• _Pointing records_
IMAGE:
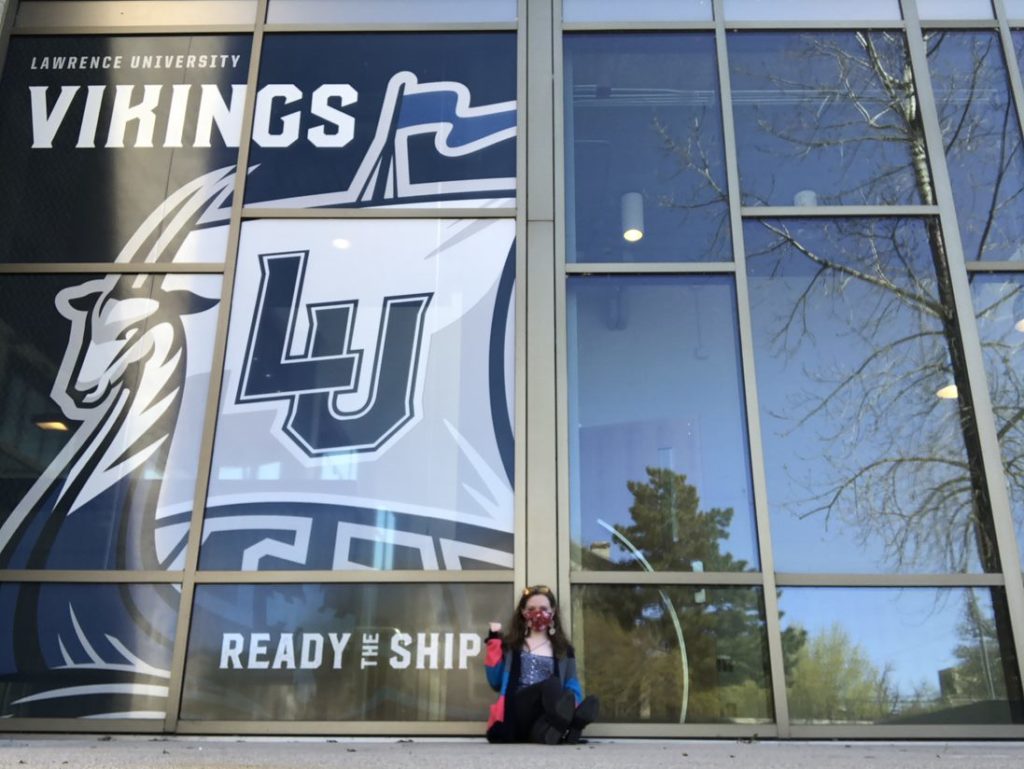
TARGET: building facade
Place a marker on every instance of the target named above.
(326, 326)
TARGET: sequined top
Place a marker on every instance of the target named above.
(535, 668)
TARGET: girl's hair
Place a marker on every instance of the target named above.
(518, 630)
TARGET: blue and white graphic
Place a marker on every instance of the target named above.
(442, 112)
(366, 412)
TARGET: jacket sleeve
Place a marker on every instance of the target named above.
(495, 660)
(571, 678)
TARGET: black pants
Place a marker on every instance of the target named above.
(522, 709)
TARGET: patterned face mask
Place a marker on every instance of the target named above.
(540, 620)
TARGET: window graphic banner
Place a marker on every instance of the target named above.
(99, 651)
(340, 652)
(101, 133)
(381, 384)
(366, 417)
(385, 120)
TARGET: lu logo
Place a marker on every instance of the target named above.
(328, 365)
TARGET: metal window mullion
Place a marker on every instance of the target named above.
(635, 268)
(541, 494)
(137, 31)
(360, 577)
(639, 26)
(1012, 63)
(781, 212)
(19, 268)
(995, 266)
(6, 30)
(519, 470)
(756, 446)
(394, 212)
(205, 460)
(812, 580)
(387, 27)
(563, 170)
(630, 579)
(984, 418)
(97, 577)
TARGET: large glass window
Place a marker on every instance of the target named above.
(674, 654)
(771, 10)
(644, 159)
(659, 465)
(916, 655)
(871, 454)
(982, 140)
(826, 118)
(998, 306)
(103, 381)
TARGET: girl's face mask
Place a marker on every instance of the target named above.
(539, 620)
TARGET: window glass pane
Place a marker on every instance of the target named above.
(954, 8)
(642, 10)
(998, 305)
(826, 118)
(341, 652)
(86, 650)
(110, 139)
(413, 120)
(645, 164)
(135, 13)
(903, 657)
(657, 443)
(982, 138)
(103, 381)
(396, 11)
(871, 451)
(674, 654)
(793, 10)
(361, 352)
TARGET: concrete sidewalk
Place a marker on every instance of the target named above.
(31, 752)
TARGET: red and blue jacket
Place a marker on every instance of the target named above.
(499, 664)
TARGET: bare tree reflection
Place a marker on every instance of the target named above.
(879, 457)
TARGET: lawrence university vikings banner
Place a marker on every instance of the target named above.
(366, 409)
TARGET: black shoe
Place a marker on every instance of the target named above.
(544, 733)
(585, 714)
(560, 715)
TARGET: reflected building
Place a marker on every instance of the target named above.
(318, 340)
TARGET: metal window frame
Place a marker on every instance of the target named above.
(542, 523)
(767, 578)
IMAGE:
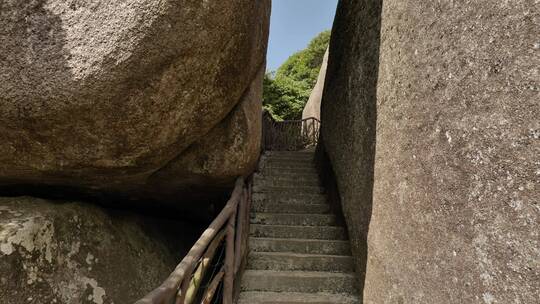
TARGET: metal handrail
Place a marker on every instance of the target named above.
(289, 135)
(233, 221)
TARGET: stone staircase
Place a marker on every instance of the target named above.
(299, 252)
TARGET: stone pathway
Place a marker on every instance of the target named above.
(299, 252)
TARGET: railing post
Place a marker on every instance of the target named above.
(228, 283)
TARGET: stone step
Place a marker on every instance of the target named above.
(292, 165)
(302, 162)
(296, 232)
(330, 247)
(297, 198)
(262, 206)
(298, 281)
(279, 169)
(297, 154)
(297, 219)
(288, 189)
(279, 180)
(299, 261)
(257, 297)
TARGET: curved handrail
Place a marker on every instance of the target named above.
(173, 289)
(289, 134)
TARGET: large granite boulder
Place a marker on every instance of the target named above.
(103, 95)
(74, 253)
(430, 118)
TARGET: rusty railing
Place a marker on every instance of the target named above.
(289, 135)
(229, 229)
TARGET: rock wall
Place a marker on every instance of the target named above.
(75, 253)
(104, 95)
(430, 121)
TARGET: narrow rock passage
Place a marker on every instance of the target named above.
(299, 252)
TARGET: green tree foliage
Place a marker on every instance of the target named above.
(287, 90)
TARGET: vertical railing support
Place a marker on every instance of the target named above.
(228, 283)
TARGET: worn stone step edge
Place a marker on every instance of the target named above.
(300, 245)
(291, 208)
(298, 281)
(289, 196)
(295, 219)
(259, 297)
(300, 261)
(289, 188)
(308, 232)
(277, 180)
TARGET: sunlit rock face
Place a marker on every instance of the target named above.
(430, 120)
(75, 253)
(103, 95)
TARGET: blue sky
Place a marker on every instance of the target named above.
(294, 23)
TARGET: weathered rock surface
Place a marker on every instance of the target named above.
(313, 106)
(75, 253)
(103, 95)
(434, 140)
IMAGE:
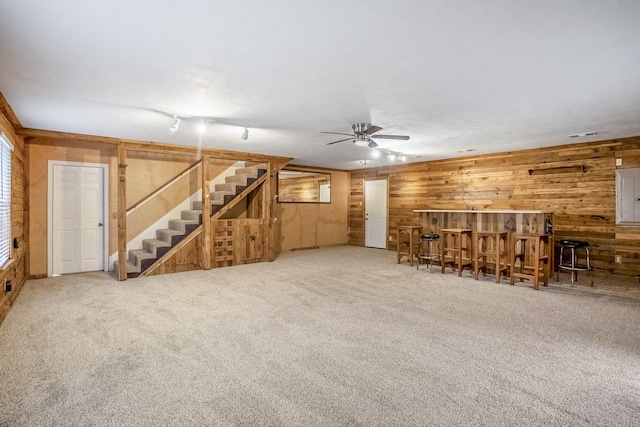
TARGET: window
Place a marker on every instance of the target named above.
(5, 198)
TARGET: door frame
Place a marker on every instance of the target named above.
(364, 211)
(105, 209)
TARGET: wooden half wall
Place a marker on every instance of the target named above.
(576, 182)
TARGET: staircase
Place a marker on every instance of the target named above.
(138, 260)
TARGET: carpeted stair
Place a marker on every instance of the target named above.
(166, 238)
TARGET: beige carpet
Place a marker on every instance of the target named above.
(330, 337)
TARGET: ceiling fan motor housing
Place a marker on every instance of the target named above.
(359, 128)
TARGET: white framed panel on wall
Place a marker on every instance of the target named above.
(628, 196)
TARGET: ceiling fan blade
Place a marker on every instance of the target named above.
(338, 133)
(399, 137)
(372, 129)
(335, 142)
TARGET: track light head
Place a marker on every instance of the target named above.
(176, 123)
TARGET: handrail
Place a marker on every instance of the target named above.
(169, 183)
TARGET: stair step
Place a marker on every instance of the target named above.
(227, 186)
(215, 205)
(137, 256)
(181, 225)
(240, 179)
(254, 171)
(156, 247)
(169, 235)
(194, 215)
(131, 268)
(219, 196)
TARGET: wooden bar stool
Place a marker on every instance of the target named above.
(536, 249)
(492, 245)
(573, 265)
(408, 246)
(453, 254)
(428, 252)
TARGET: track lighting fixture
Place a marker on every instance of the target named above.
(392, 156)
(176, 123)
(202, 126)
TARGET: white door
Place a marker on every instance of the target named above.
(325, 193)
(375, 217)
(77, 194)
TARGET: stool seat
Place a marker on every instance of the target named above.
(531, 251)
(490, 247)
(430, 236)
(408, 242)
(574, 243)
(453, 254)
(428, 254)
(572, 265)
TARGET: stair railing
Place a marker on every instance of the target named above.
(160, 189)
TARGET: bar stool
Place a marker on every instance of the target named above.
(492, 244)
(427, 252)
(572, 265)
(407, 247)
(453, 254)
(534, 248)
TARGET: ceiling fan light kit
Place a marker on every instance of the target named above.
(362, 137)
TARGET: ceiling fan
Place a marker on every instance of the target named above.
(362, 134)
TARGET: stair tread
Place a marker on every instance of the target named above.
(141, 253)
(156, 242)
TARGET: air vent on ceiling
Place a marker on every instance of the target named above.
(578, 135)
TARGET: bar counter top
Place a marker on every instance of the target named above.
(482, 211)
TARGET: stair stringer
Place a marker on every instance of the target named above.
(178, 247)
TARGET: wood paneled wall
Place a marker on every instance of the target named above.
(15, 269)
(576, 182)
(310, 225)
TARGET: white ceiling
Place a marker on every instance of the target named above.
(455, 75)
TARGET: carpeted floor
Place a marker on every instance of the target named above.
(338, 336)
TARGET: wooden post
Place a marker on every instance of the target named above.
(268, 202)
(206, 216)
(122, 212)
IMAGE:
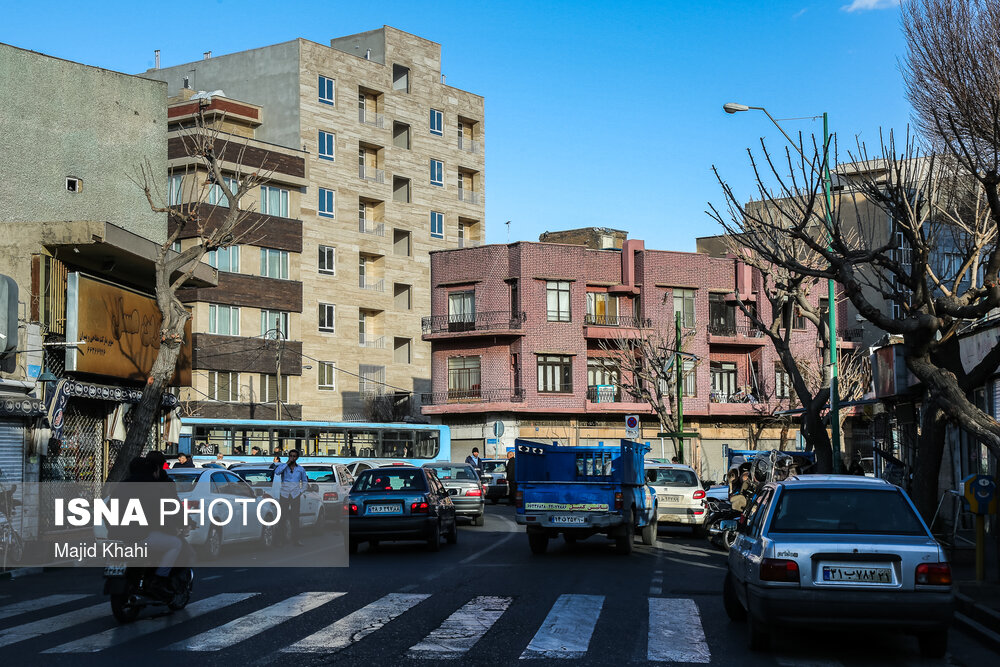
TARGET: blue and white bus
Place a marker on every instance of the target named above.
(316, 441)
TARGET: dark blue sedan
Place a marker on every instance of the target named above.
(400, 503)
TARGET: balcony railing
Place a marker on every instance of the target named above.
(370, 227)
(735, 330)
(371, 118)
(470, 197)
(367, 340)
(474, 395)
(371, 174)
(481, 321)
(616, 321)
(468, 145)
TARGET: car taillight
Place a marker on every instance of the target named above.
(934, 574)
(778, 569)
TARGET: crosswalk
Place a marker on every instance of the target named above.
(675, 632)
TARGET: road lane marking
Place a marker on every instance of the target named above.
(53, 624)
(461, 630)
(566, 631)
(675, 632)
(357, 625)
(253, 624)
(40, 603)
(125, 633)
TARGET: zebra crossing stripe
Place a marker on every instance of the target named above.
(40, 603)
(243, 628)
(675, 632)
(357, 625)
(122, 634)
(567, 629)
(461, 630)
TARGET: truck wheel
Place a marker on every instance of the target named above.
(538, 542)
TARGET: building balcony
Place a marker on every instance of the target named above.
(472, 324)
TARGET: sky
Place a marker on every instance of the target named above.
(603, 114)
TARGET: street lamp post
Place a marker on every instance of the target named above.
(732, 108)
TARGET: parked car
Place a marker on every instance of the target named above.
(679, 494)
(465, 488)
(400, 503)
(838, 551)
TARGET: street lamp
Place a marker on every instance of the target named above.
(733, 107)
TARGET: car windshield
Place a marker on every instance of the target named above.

• _Your objective_
Write out an exact reproduction of the lines from the line that holds "TARGET: stair stringer" to the bottom of the listing above, both ends included. Exclude pictures.

• _Correct output_
TARGET: stair stringer
Place a marker on every instance of the target named above.
(178, 247)
TARGET: wood paneled wall
Place a marker on every instance of the target named above.
(15, 269)
(576, 182)
(310, 225)
TARGET: white ceiling
Place a marker on every instance of the target named above.
(455, 75)
TARGET: carpeted floor
Place a marker on every instance of the target named above.
(338, 336)
TARGET: wooden post
Place a marker on every instance of the target named above.
(268, 202)
(206, 216)
(122, 212)
IMAGE:
TARGET: blue and white bus
Place a marker on every instance of the target named above.
(316, 441)
TARGET: dark blue sedan
Place a marker on every instance of the target named above.
(400, 503)
TARGET: balcony railing
Place a marker on every instance of the target named above.
(370, 227)
(735, 330)
(371, 118)
(470, 197)
(367, 340)
(474, 395)
(371, 174)
(481, 321)
(616, 321)
(468, 145)
TARGET: car taillight
Place a marker on every instance of the target named above.
(934, 574)
(778, 569)
TARGET: crosswalk
Place a marker on every instance of the target named above.
(675, 632)
TARGET: road lane marking
Place a marker on every instance of the target named above.
(53, 624)
(461, 630)
(566, 631)
(675, 632)
(357, 625)
(253, 624)
(40, 603)
(125, 633)
TARGET: zebra crossing stripe
Place a marker on every instance of the target named above.
(40, 603)
(243, 628)
(675, 632)
(357, 625)
(122, 634)
(567, 629)
(461, 630)
TARGET: truck wheel
Place a marker on every instance of the target named above.
(538, 542)
TARGET: building balcony
Place a marker on every instance of the target named above.
(472, 324)
TARGET: sky
Place a marker on every instance of the target named above.
(603, 114)
TARGET: street lamp post
Place a marker on every instance of the target named above.
(732, 108)
TARGET: parked car
Place a marker on every instance of the target named above.
(679, 494)
(465, 488)
(400, 503)
(838, 551)
TARGET: street lamp
Place a marker on every instance of the target named above.
(733, 107)
TARGET: car windshield
Place a marker on every instance of the target named above.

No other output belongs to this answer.